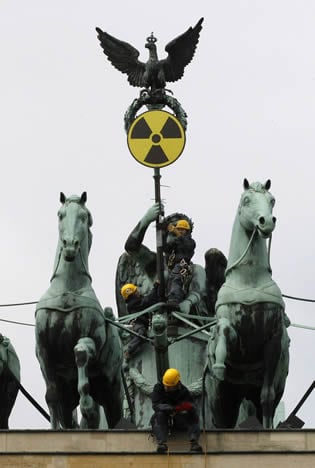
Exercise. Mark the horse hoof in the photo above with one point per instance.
(86, 403)
(219, 371)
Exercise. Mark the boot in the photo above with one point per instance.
(162, 447)
(194, 446)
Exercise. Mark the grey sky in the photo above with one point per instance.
(250, 99)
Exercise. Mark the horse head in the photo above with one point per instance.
(74, 223)
(255, 208)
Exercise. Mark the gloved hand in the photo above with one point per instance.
(185, 406)
(151, 214)
(165, 407)
(185, 306)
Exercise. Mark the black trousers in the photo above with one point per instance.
(175, 292)
(187, 420)
(135, 342)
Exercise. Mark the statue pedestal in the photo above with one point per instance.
(135, 448)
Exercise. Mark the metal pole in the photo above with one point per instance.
(159, 235)
(300, 403)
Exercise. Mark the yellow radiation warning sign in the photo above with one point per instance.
(156, 138)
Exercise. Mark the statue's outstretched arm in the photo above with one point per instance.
(135, 239)
(134, 244)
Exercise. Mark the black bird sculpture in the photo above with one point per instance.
(154, 74)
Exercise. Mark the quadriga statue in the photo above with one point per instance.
(9, 380)
(164, 346)
(79, 352)
(249, 350)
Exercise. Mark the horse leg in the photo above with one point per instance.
(85, 350)
(51, 395)
(224, 335)
(113, 407)
(267, 396)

* Set problem *
Copy every row above word for word, without the pictures.

* The response *
Exercise. Mark the horse hoof in the photo above with one point per instance.
(86, 403)
(219, 371)
Exercise. Mark the boot in the photo above with one point per instance.
(162, 447)
(194, 446)
Exercise. Mark the grey sky in the photo above with one point per instance.
(250, 99)
Exercise. Mark the horse head in the photo above with one point per instance.
(74, 223)
(255, 208)
Exercise. Mark the gloved hand in the photo above with one point per instance.
(185, 406)
(151, 214)
(165, 407)
(185, 306)
Exercise. Mark the black trousers in the photo above with one point per instance.
(175, 292)
(187, 420)
(135, 342)
Exercise. Mark the statue pedestal in the photo above with one point per instance.
(135, 448)
Exercise. Mark the metal pole in the photo above with one point per instance.
(159, 235)
(300, 403)
Exercise. Mark the yellow radiation warning sign in the photo above with one point per instance.
(156, 138)
Exercise. Mark the statue's outstretched arm in the photo above with one point per instance.
(135, 239)
(134, 244)
Exercise. Mark the black bird sculpture in the photo above with one point per instance.
(154, 74)
Exercise. Mark the quadriga statue in the photo above with one point per instance.
(9, 380)
(164, 346)
(79, 352)
(249, 350)
Exercise. Mark the horse leg in the photo above with one point per instance.
(85, 350)
(51, 395)
(224, 335)
(113, 407)
(267, 396)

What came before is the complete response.